Reproduce each line of the material precisely.

▶ _INFORMATION SUPPLIED_
>>>>

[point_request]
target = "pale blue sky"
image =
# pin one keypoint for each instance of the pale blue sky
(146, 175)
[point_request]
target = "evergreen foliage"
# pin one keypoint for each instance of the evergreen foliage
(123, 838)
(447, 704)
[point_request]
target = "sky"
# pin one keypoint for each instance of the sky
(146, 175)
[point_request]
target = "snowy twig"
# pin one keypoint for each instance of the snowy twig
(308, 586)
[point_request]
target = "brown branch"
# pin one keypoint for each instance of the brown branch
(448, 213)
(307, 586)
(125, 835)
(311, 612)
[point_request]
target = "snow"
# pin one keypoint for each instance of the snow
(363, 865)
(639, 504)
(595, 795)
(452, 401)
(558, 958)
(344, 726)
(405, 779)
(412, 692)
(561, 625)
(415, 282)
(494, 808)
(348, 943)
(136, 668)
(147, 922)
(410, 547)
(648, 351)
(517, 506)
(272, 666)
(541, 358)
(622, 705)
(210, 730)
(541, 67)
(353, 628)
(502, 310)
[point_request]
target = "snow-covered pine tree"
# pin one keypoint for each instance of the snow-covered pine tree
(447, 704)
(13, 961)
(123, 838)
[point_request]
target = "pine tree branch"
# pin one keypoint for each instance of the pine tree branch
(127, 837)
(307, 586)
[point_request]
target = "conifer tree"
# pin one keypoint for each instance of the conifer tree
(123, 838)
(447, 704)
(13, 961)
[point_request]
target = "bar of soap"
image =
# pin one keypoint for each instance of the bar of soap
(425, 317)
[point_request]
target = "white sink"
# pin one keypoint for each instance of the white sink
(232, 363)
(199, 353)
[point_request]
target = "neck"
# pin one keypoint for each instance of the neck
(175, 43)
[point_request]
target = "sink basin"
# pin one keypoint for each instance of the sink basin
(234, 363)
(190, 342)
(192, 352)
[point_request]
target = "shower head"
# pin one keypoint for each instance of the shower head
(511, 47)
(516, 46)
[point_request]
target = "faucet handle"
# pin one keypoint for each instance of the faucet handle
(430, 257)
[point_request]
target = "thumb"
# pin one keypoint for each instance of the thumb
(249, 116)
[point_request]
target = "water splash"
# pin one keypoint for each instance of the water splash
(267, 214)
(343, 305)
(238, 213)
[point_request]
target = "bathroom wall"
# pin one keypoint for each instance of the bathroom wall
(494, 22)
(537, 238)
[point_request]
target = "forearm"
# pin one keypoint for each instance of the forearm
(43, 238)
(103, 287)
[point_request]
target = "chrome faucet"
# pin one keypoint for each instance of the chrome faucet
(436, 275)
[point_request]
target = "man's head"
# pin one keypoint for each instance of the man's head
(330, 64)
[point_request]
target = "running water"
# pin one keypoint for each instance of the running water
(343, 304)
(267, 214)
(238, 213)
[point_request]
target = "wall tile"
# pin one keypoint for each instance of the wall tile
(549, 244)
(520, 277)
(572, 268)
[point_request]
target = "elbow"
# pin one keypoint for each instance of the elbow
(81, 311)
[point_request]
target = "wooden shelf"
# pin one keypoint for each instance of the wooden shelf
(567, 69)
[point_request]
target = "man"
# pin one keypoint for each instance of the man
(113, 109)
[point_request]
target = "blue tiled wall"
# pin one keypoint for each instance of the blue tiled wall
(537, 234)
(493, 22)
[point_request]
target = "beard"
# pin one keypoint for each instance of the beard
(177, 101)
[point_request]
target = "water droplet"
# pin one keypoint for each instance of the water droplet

<<<<

▶ _RESPONSE TO THE EXERCISE_
[point_request]
target = "pale blue sky"
image =
# pin one keypoint for each instance of the pale blue sky
(146, 175)
[point_request]
target = "evergreen foliage"
# pin one keypoint for each instance of the evergreen foliage
(123, 838)
(447, 704)
[point_request]
target = "sky"
# pin one keypoint for each instance of the sky
(146, 175)
[point_request]
target = "snowy twig"
# pin one keypoint for each instance of the snowy twig
(308, 586)
[point_request]
target = "brown branch"
# pin one keypoint for each instance of the brown branch
(448, 213)
(307, 586)
(125, 835)
(311, 612)
[point_request]
target = "snow"
# pin one keypoint for each instance of the snow
(363, 865)
(639, 504)
(595, 795)
(452, 401)
(558, 958)
(344, 726)
(405, 779)
(412, 692)
(561, 625)
(415, 282)
(494, 808)
(348, 943)
(136, 668)
(147, 922)
(410, 547)
(648, 351)
(517, 506)
(272, 666)
(541, 358)
(622, 705)
(210, 730)
(541, 67)
(353, 628)
(502, 310)
[point_request]
target = "snow-covered pine tree"
# pin one keypoint for each instance of the snow-covered pine tree
(447, 704)
(13, 961)
(123, 838)
[point_request]
target = "pine tree branch"
# pin one keypoint for each instance of the pine tree branch
(127, 837)
(307, 586)
[point_request]
target = "conifer tree"
# pin one keypoint for each instance of the conifer tree
(123, 838)
(447, 704)
(13, 961)
[point_request]
target = "bar of soap"
image =
# pin one keypoint for each instance of the bar of soap
(425, 317)
[point_request]
target = "white sink"
# pin one keypoint for each instance of the white sink
(232, 363)
(199, 353)
[point_request]
target = "neck"
# pin one keypoint for each instance of the neck
(175, 43)
[point_request]
target = "sink basin"
# pin one keypoint for each instance of the sink basin
(234, 363)
(190, 342)
(192, 352)
[point_request]
target = "shower head"
# pin one keypoint for each instance of the shower head
(511, 47)
(516, 46)
[point_request]
target = "faucet handle"
# pin one keypoint for each instance of the faucet handle
(430, 257)
[point_request]
target = "thumb"
# pin one keypoint for each instance of the thumb
(249, 116)
[point_request]
target = "water splash"
# pin one keypoint for each instance of the water splash
(267, 214)
(343, 305)
(238, 213)
[point_request]
target = "bathroom wall"
# pin one keypoint for each instance of the bathroom wall
(494, 22)
(537, 238)
[point_request]
target = "forearm"
# pin one keypoint for each instance of the forearm
(43, 238)
(103, 287)
[point_request]
target = "chrome faucet"
# pin one keypoint for each instance of the chrome faucet
(436, 275)
[point_request]
target = "man's head"
# pin one keypoint for each instance of the man's head
(330, 64)
[point_request]
target = "running water"
# pin one keypoint for each instance of the running water
(343, 304)
(267, 214)
(238, 213)
[point_request]
target = "wall tile"
# pin one keypoint for each instance of the wall tile
(549, 244)
(520, 277)
(572, 268)
[point_request]
target = "elbow"
# pin one keypoint for each instance of the elbow
(81, 311)
[point_request]
target = "wooden shelf"
# pin one keypoint for each instance of the wooden shelf
(567, 69)
[point_request]
target = "man"
# pin one keypoint for each instance of the man
(113, 109)
[point_request]
target = "blue tiled wall"
# pin one keypoint for each instance of the blue tiled wall
(537, 234)
(493, 22)
[point_request]
target = "beard"
# pin one keypoint for each instance of the beard
(177, 101)
[point_request]
target = "water droplet"
# pin one keypoint for each instance of the water droplet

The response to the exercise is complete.